*EXCERPTED PASSAGE*.
===
Number 269, March 2002


Whether it's Thursday, Friday, or Saturday night, 2 out of 3 UNC students return home with a .00 BAC. The National Highway Traffic Safety Administration (NHTSA) sponsored a study by the Highway Safety Research Center (HSRC) of the University of North Carolina to develop a program to reduce drinking and impaired driving on a college campus.

During the 1990s, several national telephone surveys documented that drinking was widespread among college students in the United States. These surveys and other studies also documented a variety of undesirable consequences of student drinking. In addition to deaths and injuries resulting from motor vehicle crashes, college students increase their risk of injury as pedestrians, in falls, and in fires. Alcohol use also contributes to interpersonal violence, including sexual assault, and academic problems.

Despite all the reports they have heard about student alcohol use, the researchers found that the norm for alcohol use among college students is actually moderation rather than excess at the University of North Carolina.

Nighttime Surveys Collect BACs

HSRC used a unique approach. They conducted a nighttime survey where randomly selected students provided breath samples to measure their blood alcohol concentration (BAC) levels. During the fall of 1997, BAC measurements were obtained from 1,786 students as they returned home to residence halls, fraternity and sorority houses, and off-campus apartments between 10 p.m. and 3 a.m.

A different picture emerged from the earlier self-report surveys. Although 23 percent of students had been drinking, high BACs were relatively uncommon - 11 percent of the students had a BAC above .08 and less than 2 percent were above .15. On Thursdays, Fridays, and Saturdays, the traditional party nights, 65 percent of students returned home with a .00 BAC.

It is clear that heavy drinkers believe they are the norm on campus, whereas lighter, less frequent drinkers, despite being in the distinct majority, believe they are atypical.

Social Norms Approach Used to Develop Message

Students overestimate the amount of drinking at college. The norm for alcohol use among UNC college students is actually moderation rather than excess. The social norms approach to reducing excessive drinking focuses on helping individuals recognize the reality of student drinking. It is informative and focuses on the entire student body.

Because the actual amount of drinking and, therefore, normative drinking are less than believed, simply persuading all students to understand the misperception should reduce pressures to drink for those who are light or non-drinkers. The simple facts about student drinking provide social support for those who don't drink or who drink occasionally and lightly, since they are in the clear majority. At the same time, this information should help remove the perceived social support for the behavior of those who drink frequently and heavily, since they are a small minority.
===
*WORKING DATA*.

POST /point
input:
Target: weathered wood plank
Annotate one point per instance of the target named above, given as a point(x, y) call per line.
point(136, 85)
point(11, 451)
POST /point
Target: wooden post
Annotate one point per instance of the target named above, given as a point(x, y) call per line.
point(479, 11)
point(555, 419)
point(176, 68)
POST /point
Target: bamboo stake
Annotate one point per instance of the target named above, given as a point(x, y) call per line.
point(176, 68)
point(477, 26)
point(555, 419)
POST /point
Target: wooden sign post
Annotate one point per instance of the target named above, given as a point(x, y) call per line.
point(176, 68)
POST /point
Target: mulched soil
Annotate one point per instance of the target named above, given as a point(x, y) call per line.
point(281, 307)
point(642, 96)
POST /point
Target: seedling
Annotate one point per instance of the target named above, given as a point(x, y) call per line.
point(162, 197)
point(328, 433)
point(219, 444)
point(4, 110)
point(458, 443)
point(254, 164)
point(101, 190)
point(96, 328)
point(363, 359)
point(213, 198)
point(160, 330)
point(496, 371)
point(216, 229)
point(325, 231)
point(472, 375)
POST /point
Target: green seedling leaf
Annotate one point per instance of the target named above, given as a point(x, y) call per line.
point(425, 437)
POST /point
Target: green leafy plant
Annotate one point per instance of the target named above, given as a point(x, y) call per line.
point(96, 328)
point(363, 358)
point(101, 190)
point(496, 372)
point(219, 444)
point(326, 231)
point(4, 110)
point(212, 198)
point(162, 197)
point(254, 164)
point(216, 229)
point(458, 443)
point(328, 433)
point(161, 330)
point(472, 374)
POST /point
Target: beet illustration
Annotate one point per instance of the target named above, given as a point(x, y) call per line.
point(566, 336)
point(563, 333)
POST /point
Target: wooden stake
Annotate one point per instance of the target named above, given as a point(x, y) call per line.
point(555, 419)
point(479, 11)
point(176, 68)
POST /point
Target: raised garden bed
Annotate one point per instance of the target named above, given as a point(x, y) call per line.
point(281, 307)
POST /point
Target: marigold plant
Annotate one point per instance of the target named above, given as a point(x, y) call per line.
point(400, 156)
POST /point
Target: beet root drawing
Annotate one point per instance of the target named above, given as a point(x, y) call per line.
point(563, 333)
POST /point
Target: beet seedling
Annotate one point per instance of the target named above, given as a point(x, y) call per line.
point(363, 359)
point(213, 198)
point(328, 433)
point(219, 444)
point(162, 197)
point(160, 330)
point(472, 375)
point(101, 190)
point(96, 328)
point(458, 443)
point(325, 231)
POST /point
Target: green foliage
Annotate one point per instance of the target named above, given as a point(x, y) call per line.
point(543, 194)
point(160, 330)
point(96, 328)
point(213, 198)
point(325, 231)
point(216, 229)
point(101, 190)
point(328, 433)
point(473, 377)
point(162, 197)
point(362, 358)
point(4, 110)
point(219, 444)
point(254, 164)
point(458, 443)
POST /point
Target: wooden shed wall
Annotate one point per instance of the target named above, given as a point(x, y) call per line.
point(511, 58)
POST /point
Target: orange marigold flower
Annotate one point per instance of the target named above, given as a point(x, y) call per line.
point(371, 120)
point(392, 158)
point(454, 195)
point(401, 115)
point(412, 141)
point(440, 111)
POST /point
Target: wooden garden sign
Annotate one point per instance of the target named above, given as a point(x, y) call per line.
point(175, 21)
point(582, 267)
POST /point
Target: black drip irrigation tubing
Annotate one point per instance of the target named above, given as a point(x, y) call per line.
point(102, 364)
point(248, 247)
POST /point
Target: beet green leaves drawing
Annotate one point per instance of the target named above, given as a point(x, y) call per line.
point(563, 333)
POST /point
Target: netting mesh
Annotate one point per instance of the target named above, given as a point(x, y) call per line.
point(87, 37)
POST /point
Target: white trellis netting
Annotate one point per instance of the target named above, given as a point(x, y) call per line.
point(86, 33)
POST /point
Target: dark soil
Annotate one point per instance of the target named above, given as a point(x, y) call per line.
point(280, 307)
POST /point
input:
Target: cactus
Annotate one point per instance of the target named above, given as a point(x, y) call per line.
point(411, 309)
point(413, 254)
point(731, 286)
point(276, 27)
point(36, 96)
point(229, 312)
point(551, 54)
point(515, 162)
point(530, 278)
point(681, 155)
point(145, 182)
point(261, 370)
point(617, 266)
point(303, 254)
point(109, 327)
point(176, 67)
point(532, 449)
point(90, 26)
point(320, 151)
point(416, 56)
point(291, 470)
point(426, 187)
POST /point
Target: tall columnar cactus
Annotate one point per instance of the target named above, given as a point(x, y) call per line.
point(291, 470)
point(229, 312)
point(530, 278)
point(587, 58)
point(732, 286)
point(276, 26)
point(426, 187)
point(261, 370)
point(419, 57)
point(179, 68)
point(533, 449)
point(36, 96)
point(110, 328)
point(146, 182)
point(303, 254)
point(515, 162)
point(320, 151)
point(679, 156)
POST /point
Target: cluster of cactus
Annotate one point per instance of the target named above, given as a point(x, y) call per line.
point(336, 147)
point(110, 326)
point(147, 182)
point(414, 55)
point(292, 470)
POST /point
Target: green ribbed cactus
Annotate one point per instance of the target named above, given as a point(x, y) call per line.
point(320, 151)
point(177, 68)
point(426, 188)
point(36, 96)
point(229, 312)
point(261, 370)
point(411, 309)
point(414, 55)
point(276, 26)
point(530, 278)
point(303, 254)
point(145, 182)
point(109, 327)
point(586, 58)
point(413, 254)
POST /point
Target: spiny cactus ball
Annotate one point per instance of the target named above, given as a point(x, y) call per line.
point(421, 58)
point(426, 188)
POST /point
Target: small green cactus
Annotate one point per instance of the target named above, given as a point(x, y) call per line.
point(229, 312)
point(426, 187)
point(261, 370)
===
*TASK REQUIREMENTS*.
a. Repeat the part of the student drinking article that opens with the words containing "Whether it's Thursday, Friday, or" and closes with "and academic problems.", word for word.
b. Transcribe the entries exactly, from their very first line through the line that contains "point(642, 96)", including that line.
The student drinking article has no connection to the entries that come after it.

*SOLUTIONS PER TASK*.
a.
Whether it's Thursday, Friday, or Saturday night, 2 out of 3 UNC students return home with a .00 BAC. The National Highway Traffic Safety Administration (NHTSA) sponsored a study by the Highway Safety Research Center (HSRC) of the University of North Carolina to develop a program to reduce drinking and impaired driving on a college campus.

During the 1990s, several national telephone surveys documented that drinking was widespread among college students in the United States. These surveys and other studies also documented a variety of undesirable consequences of student drinking. In addition to deaths and injuries resulting from motor vehicle crashes, college students increase their risk of injury as pedestrians, in falls, and in fires. Alcohol use also contributes to interpersonal violence, including sexual assault, and academic problems.

b.
POST /point
input:
Target: weathered wood plank
Annotate one point per instance of the target named above, given as a point(x, y) call per line.
point(136, 85)
point(11, 451)
POST /point
Target: wooden post
Annotate one point per instance of the target named above, given as a point(x, y) call per line.
point(479, 11)
point(555, 419)
point(176, 68)
POST /point
Target: bamboo stake
Annotate one point per instance of the target named above, given as a point(x, y) call per line.
point(176, 68)
point(477, 26)
point(555, 419)
POST /point
Target: wooden sign post
Annotate one point per instance of the target named above, given as a point(x, y) call per line.
point(176, 68)
POST /point
Target: mulched soil
Annotate one point per instance of the target named above, given as a point(x, y) call per line.
point(281, 307)
point(642, 96)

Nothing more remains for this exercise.